Report how many lines of the material below contain the string "person". Matching is case-sensitive, and the reply is the number alone.

--- Begin Provided entries ---

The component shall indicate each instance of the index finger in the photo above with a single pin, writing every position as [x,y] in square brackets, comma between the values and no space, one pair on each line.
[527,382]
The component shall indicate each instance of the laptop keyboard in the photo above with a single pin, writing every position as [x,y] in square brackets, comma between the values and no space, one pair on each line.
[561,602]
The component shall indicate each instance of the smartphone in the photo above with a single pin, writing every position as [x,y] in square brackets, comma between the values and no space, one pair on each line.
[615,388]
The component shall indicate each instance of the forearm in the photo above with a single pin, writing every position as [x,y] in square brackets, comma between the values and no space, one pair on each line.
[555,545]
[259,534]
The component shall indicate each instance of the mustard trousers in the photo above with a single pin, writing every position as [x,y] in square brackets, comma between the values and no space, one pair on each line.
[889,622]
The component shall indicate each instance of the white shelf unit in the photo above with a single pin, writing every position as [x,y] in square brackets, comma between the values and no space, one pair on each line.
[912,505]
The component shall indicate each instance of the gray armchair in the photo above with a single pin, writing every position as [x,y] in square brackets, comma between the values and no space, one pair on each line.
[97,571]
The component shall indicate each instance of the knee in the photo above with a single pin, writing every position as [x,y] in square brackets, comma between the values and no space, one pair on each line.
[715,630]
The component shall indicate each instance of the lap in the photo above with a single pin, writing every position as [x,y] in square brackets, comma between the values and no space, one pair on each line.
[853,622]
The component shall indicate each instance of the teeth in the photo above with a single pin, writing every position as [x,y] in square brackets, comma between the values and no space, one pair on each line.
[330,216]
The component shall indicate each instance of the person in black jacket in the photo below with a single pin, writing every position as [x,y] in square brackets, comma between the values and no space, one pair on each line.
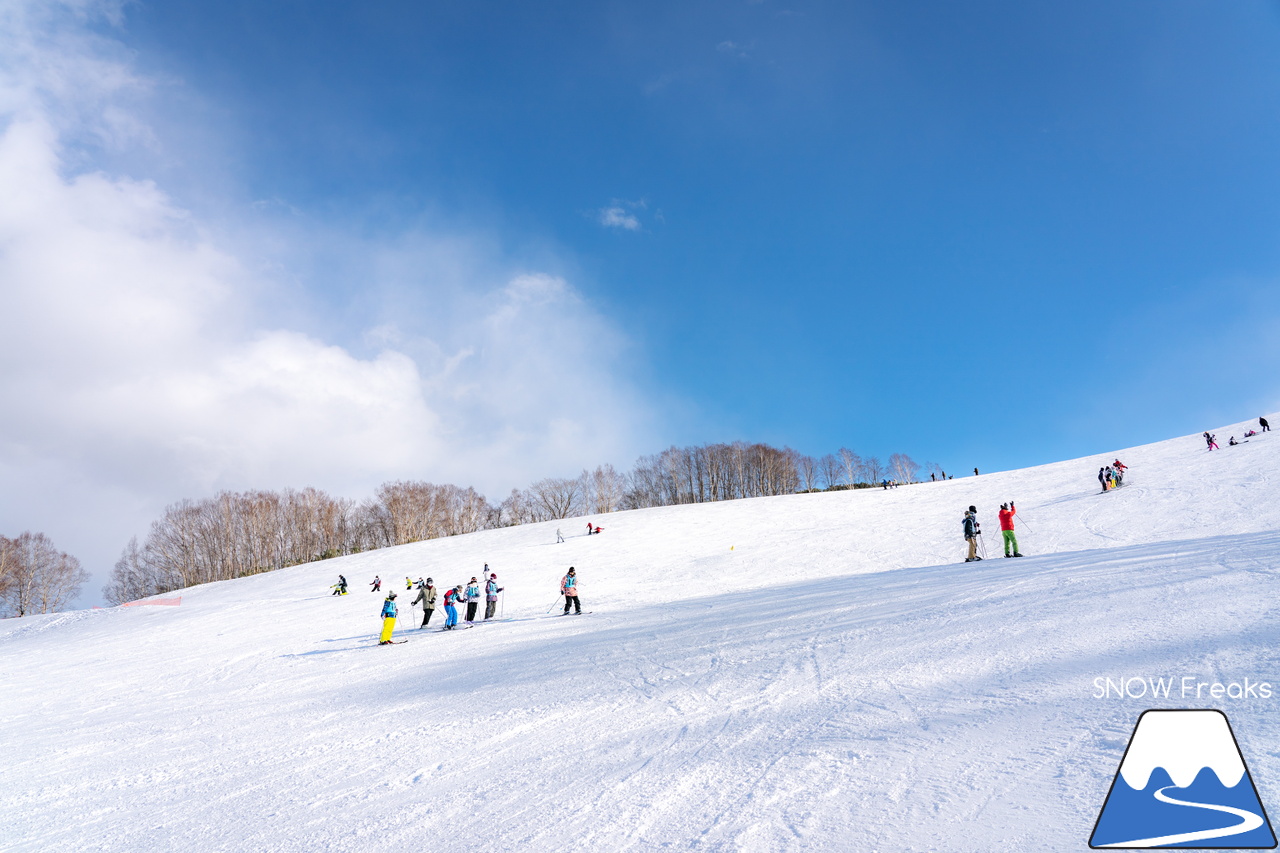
[972,529]
[426,594]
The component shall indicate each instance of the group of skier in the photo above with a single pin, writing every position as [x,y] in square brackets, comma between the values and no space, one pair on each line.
[1111,477]
[455,597]
[973,530]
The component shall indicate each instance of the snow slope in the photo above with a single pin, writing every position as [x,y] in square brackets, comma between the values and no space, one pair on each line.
[800,673]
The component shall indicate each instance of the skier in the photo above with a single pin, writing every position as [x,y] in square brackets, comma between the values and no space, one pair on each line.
[451,607]
[490,593]
[426,594]
[972,529]
[472,597]
[388,619]
[568,588]
[1006,528]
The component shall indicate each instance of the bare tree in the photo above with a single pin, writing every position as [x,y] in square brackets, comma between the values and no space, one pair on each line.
[904,468]
[556,497]
[8,566]
[830,470]
[809,473]
[873,469]
[853,465]
[44,579]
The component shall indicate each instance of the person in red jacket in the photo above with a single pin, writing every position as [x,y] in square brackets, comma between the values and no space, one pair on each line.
[1006,528]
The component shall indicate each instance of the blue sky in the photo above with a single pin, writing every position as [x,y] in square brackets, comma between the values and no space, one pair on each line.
[488,242]
[983,233]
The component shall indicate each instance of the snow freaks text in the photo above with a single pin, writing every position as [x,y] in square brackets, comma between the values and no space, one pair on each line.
[1187,687]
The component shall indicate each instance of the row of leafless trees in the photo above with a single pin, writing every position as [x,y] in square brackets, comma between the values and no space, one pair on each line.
[233,534]
[36,576]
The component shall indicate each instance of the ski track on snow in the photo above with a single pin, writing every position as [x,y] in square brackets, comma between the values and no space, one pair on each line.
[837,680]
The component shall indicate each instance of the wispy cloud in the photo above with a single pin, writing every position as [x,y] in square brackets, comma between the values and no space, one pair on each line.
[735,49]
[622,214]
[146,359]
[617,217]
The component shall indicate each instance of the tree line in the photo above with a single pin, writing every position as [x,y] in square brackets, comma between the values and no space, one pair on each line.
[36,576]
[234,534]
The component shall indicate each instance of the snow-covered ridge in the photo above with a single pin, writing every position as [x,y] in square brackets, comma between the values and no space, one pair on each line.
[803,673]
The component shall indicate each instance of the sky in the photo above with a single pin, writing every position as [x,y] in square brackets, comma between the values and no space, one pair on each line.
[270,243]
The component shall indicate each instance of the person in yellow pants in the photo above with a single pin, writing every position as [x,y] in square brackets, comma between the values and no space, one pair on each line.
[388,619]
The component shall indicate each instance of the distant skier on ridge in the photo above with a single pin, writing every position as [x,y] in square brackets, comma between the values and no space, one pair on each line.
[568,588]
[490,591]
[472,597]
[451,607]
[426,594]
[1006,528]
[388,619]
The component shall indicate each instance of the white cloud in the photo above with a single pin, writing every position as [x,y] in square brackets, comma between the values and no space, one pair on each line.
[145,359]
[618,217]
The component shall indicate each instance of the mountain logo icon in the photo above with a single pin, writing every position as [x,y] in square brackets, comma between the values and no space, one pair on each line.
[1183,784]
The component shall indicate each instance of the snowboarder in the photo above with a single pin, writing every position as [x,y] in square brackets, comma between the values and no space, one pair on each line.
[1006,528]
[490,593]
[388,619]
[472,597]
[568,588]
[426,594]
[451,607]
[970,533]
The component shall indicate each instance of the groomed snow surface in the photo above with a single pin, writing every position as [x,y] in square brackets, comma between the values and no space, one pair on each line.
[805,673]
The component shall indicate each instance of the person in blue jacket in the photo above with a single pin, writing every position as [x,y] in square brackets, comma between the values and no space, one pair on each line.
[388,620]
[568,588]
[490,593]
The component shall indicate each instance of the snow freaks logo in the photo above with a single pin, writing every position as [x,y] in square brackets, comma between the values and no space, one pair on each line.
[1183,784]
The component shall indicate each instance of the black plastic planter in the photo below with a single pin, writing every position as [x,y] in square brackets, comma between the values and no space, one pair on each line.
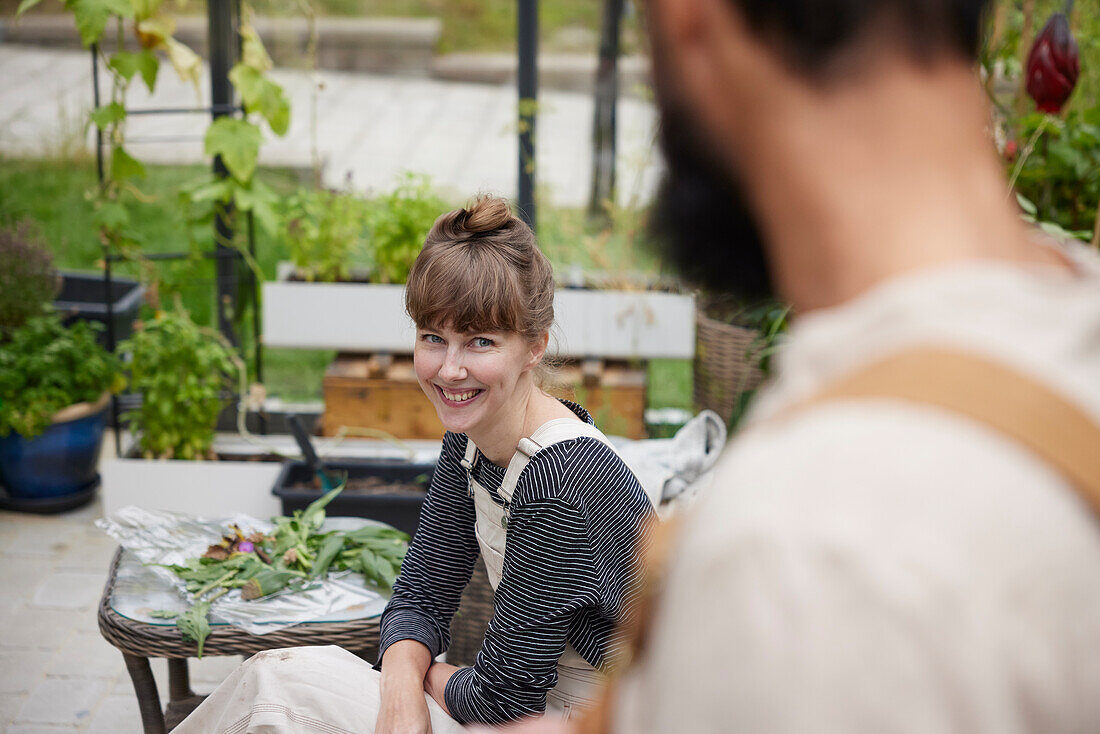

--- End Provided entries ---

[Correct result]
4